### [Exercise materials]
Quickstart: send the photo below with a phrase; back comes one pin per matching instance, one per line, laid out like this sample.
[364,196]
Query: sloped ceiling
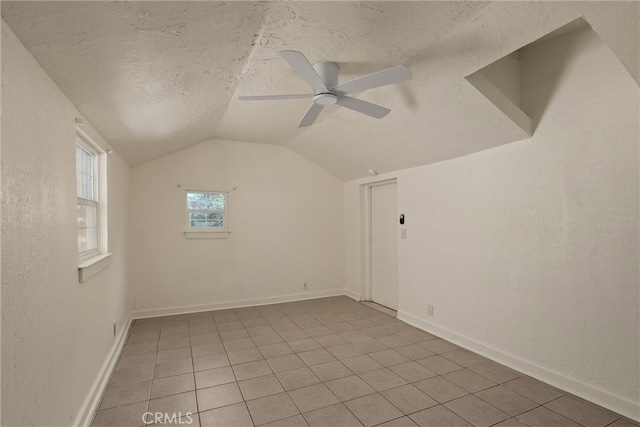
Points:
[157,77]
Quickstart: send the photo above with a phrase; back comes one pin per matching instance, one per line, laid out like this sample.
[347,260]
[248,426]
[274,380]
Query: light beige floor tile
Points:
[439,365]
[476,411]
[294,335]
[622,422]
[412,372]
[349,387]
[285,363]
[371,346]
[177,403]
[394,341]
[373,409]
[414,352]
[345,351]
[331,370]
[533,389]
[206,349]
[297,378]
[145,347]
[261,331]
[172,385]
[245,371]
[234,334]
[175,367]
[382,379]
[255,388]
[304,345]
[210,361]
[122,376]
[417,335]
[439,346]
[244,355]
[275,350]
[295,421]
[342,327]
[438,416]
[213,377]
[506,400]
[511,422]
[399,422]
[271,408]
[137,360]
[125,394]
[336,415]
[469,380]
[267,339]
[239,344]
[128,415]
[581,411]
[172,343]
[205,339]
[408,399]
[218,396]
[464,357]
[236,415]
[495,372]
[389,357]
[174,354]
[313,397]
[319,331]
[543,417]
[315,357]
[146,337]
[440,389]
[360,364]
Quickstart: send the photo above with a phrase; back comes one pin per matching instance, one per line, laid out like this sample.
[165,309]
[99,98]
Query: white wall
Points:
[286,229]
[529,251]
[56,332]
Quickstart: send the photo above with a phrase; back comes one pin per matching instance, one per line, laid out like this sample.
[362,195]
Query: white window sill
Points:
[206,234]
[92,266]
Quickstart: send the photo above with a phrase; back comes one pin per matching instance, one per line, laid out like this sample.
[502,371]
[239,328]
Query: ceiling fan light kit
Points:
[323,80]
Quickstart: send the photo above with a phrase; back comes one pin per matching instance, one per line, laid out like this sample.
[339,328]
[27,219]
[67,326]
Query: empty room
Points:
[320,214]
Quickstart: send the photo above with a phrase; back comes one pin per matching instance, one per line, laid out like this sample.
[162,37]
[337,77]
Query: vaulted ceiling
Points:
[156,77]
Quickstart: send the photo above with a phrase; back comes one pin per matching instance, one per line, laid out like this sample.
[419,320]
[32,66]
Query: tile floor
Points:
[325,362]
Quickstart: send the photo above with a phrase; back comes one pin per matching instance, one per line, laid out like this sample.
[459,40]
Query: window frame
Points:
[223,231]
[83,141]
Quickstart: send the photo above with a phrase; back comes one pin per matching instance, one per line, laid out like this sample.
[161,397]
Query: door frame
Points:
[368,234]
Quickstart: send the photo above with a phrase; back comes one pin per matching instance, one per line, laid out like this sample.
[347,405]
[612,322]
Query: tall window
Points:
[207,211]
[88,203]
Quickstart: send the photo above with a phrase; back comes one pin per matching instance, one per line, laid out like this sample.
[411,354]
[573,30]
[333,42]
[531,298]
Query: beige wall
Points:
[286,229]
[56,332]
[529,252]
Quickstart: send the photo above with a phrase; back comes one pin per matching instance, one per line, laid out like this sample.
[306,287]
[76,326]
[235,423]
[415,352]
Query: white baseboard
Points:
[600,397]
[169,311]
[85,416]
[351,294]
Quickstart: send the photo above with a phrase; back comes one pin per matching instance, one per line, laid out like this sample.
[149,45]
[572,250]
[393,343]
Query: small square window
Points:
[207,211]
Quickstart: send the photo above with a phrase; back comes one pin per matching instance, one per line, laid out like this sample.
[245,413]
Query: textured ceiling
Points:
[156,77]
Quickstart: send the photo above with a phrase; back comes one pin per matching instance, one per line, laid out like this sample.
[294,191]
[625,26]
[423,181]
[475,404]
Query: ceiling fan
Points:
[323,80]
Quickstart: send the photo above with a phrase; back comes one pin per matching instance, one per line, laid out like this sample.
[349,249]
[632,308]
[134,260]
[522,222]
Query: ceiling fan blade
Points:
[363,107]
[273,97]
[381,78]
[312,114]
[303,67]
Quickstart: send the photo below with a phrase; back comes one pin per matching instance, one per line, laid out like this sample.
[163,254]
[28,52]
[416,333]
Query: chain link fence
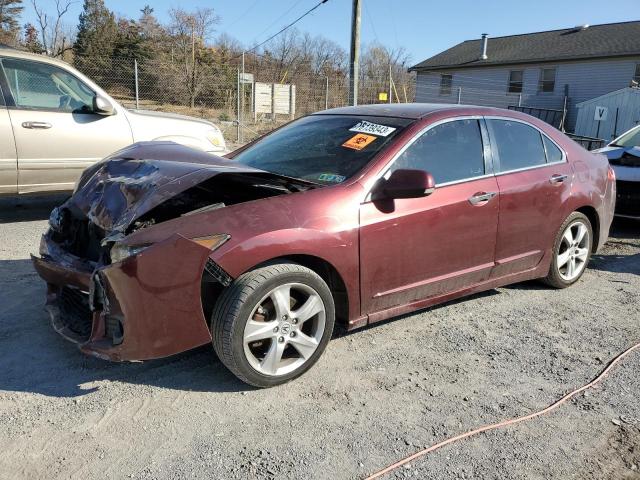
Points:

### [Task]
The material above is to be transcribed exactly, with its images omitted.

### [Output for this exercise]
Quickstart: send the photo below with a phrase; back comes one pin per matching instance, one per line, laid out like this sample.
[364,196]
Query: sloped ceiling
Points:
[157,77]
Quickstart: send the photo above with a phrase; back comes one pin per matching instance, one per line, laid out like this sample.
[347,260]
[248,426]
[274,380]
Query: light beige floor tile
Points:
[439,365]
[476,411]
[294,335]
[622,422]
[412,372]
[349,387]
[285,363]
[371,346]
[177,403]
[394,341]
[373,409]
[414,352]
[345,351]
[331,370]
[533,389]
[206,349]
[297,378]
[145,347]
[261,331]
[172,385]
[245,371]
[234,334]
[175,367]
[382,379]
[255,388]
[304,345]
[210,361]
[122,376]
[417,335]
[439,346]
[244,355]
[275,350]
[295,421]
[342,327]
[438,416]
[213,377]
[506,400]
[511,422]
[399,422]
[271,408]
[137,360]
[125,394]
[336,415]
[469,380]
[267,339]
[239,344]
[128,415]
[581,411]
[172,343]
[205,339]
[408,399]
[218,396]
[464,357]
[236,415]
[495,372]
[389,357]
[174,354]
[313,397]
[319,331]
[543,417]
[315,357]
[146,337]
[440,389]
[360,364]
Quickstart: send the photo above with a phrase; back comes one pin per matching instance, one per line, laid out like this sample.
[165,309]
[99,98]
Query: white wall
Points:
[286,229]
[529,251]
[56,332]
Quickstart: send the photo above with a phrase; back comes one pin per matching instance, one per line, laid out like this sample.
[362,195]
Query: white window sill
Points:
[206,234]
[92,266]
Quickstart: send the photo above with a phrase; back comes one pin per matching instance, one per line, laid out like this sample.
[502,371]
[239,328]
Query: ceiling fan light kit
Points:
[323,80]
Quickstart: send the photo above with a phrase; back comes one pin per matching instance, one per line, laid out like this sample.
[339,328]
[27,219]
[67,326]
Query: empty room
Points:
[320,214]
Quickstart: send the photo above with a phrase; back comes one pin per matching instance, one per line, laid out like this sample.
[162,37]
[337,77]
Query: vaulted ceiling
Points:
[156,77]
Quickstart: send the photo above with a phrase; back comes one pin per matching instance, one per line, laid out like this sample.
[419,320]
[32,66]
Query: tile floor
Points:
[325,362]
Quickstart: send the photo above with a phrase; back comes one pin per matching instance, one per line, laid out like this sample.
[459,40]
Query: window frame
Points:
[223,231]
[83,141]
Quickstart: send the photo above with a phrase; back comes one pin per matching instance, one per line, laid out like this sample.
[161,397]
Query: door frame
Points:
[368,234]
Quickstart: send the photo above with a phrase; back comes one pin per matching instance, one per line, laid out like this sample.
[347,405]
[612,322]
Query: tall window
Points:
[207,211]
[88,203]
Quickstart: send the photo above with a phrase; back comes one pin per matching instance, one per line, laid out like this sample.
[411,354]
[573,30]
[333,42]
[531,298]
Query: beige wall
Points:
[286,229]
[56,332]
[529,252]
Quickstart: send the photo above with a phrase; back comes one pin per matching instance, one per line, laid out like this sample.
[306,287]
[76,326]
[235,423]
[415,352]
Query: white baseboard
Points:
[600,397]
[169,311]
[85,416]
[351,294]
Quickstart: send the photo above with a phrase; back comes one pin per matching instance, one per line, laid out like this sample.
[149,45]
[572,250]
[393,343]
Query: small square window
Points:
[207,211]
Quickstart: send the photo above with a phrase; back comes one pin per matching instance, one per line, laid out like this sample.
[245,413]
Query: textured ceiling
Points:
[156,77]
Quickstart: send the photo above with a phrase; back comes one pin per matching instance, one per line, laid out like this sample.
[294,191]
[625,26]
[423,181]
[475,404]
Query: ceiling fan
Points:
[323,80]
Quickstart: send the photo above with a phrase; back comes one pin per matching instance, one per line, laid out like this sample.
[349,249]
[632,308]
[134,260]
[522,222]
Query: ceiling fan blade
Points:
[363,107]
[273,97]
[381,78]
[312,114]
[303,67]
Quickstart: send the photo below with a phrase; back comes one pin per matching instance, one per line, laid out like this sample.
[163,254]
[28,52]
[416,333]
Query: chain link fence
Points:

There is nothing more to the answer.